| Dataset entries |
-=-=-

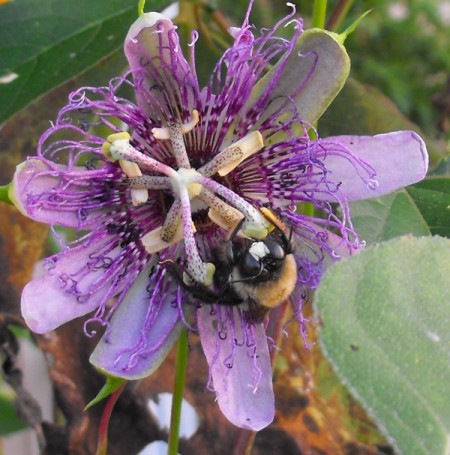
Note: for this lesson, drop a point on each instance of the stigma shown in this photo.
(225, 208)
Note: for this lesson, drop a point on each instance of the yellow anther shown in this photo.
(118, 136)
(139, 196)
(255, 231)
(248, 146)
(186, 127)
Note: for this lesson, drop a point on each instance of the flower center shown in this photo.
(225, 208)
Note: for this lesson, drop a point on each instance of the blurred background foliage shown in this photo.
(400, 74)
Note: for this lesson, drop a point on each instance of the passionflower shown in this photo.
(160, 183)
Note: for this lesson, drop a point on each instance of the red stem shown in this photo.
(104, 421)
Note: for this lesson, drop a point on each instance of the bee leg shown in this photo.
(198, 290)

-=-=-

| What is needed |
In the records above, return precisely the line containing "foliage shown in this photo." and each line that comes after it, up to the final one.

| Exercise output |
Note: for this lesson, drop a point on each instance of the blurred background foliage shown in this photo.
(400, 74)
Note: for this lesson, drop a point on each instance of the passionflower shown in this photo.
(160, 183)
Note: for this lesson, drop a point on each instance of the red stem shown in this photo.
(104, 421)
Note: for this lesson, drop a point on each instance of the bee leg shown in this photo.
(198, 290)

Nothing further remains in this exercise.